- Source text
## begin

Offset. An offset feature works by linking your savings accounts to your mortgage and allows any funds in the account to cancel out, or ‘offset’ some of the interest due on the outstanding mortgage amount. Learn more about offset mortgages.
Additional repayments. Many loans offer the option to put extra money towards paying off your mortgage, and extra repayments can help to reduce the loan term quicker and the interest you pay. Some variable rate loans and most fixed rate loans will have a maximum amount of extra funds you can put towards your loan each year, while others may not allow any amount of additional repayments to be made.
Borrow back. If you have overpaid on your mortgage you can borrow back and withdraw the money previously overpaid to use for whatever you like. This allows for flexibility to get access to funds in the event you need them but make sure you read the fine print, as some mortgages will have a minimum amount you can redraw at any one time.
Mortgage portability. Selling a property and then buying another usually requires the closing of one mortgage and the opening of a new one. mortgage portability is an option that allows you to keep your loan and simply transfer it over to the new property, meaning you can avoid paying fees such as application fees or cancellation costs. This option typically has a number of requirements, such as keeping the mortgage amount the same and carrying out the exchange and settlement of both properties on the same day and same time.
Repayment frequency. Each repayment you make will get you closer to paying off your mortgage, and the frequency at which you make them is another choice you can make with most mortgages. Most allow for weekly, fortnightly and monthly repayments, so you can choose to pay it off in a way that suits your income.
Best mortgage for a first-time buyer
There’s no one “best” type of mortgage for first-time buyers, but there are a couple of features which might be more appealing to borrowers trying to get into the market.
A high maximum LTV. LTV (loan-to-value) refers to the amount you can borrow as a percentage of the property value, and is sometimes limited by mortgage lenders to 85%, but it can be as high as 95%. A 95% LTV means you can borrow 95% of the value of the property, requiring you to come up with at least a 5% deposit. A LTV of 85% would mean your deposit was 15%. Our example below shows how the deposits compare for a 95% LTV mortgage to an 85% LTV.
5% deposit
House price: £250,000
Deposit: £12,500
15% deposit
House price: £250,000
Deposit: £37,500
Guarantor options. Some providers offer first-time buyers the chance to secure their mortgage by getting a parent or family member to act as a guarantee against the property. This might be a good option for you if you only have a small deposit or even no deposit at all but have a family member who is able and willing to meet your monthly mortgage repayments if you are unable to do so.
Minimal fees and low rates. If you’re struggling to afford a property, you might want to keep costs down as low as possible. This means mortgages with minimal upfront or ongoing fees, and one with a low interest rate.
Good customer service. If this is your first property and first home loan, you might want some expert advice to help you manage your loan better and be there in times of stress or emergency. For this reason you might want to select a lender with a proven track record of having great customer service.
There are schemes available to those who are struggling to become homeowners. These attempt to make it easier for you to get your foot on the property ladder, usually by making it easier to get a deposit or artificially lowering how much you need for your deposit.

## end

- Objectives
A. Decide whether each statement below agrees with the mortgage text above, answering yes or no and quoting the words of the text that settle it.
(i) Mortgage portability can let a borrower avoid application fees or cancellation costs.
(ii) Most fixed rate loans place no yearly limit on additional repayments.
(iii) A loan-to-value of 85% corresponds to a 15% deposit.
B. Using the mortgage text above, answer these questions.
(i) Which repayment frequencies do most mortgages allow?
(ii) What deposit is given for the £250,000 house under the 15% deposit example?
(iii) Whom do some providers let first-time buyers use as a guarantee against the property?
C. Write the next few sentences of the mortgage text, picking up right after its final sentence about schemes for those struggling to become homeowners.

- Data lines
## begin

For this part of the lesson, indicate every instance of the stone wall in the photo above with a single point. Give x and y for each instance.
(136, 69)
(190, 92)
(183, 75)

## end

- Task results
A.
(i) Yes: "meaning you can avoid paying fees such as application fees or cancellation costs"
(ii) No: "most fixed rate loans will have a maximum amount of extra funds you can put towards your loan each year"
(iii) Yes: "A LTV of 85% would mean your deposit was 15%."

B.
(i) Weekly, fortnightly and monthly
(ii) £37,500
(iii) A parent or family member

C.
The schemes available can depend on your region, and each will have qualifying criteria, but here’s a rundown of the main options:
Lifetime ISA (LISA). Save up to £4,000 per year and receive a 25% government bonus (up to £1,000 annually) to use toward your deposit on a home worth up to £450,000.
Mortgage Guarantee Scheme. A government-backed initiative that encourages lenders to offer 95% mortgages, allowing you to buy with just a 5% deposit on properties worth up to £600,000.
First Homes Scheme (England). Offers local first-time buyers and key workers a discount of 30% to 50% on the market value of new-build homes, with the discount staying with the property forever.
Shared Ownership (England). Purchase a share of a property (usually between 10% and 75%) and pay rent on the remaining portion, with the option to buy more shares (“staircasing”) later.
LIFT Open Market Shared Equity (Scotland): Helps you buy a home on the open market by providing a government contribution of up to 40% toward the price, which is repaid when the property is sold.
Help to Buy (Wales). An equity loan scheme available until September 2026 that provides up to 20% of the cost of a new-build home (up to £300,000), which is interest-free for the first five years.
Co-Ownership (Northern Ireland). A shared ownership scheme where you buy as much of the home as you can afford (starting from a 50% share) and Co-Ownership buys the rest, applicable to homes worth up to £215,000.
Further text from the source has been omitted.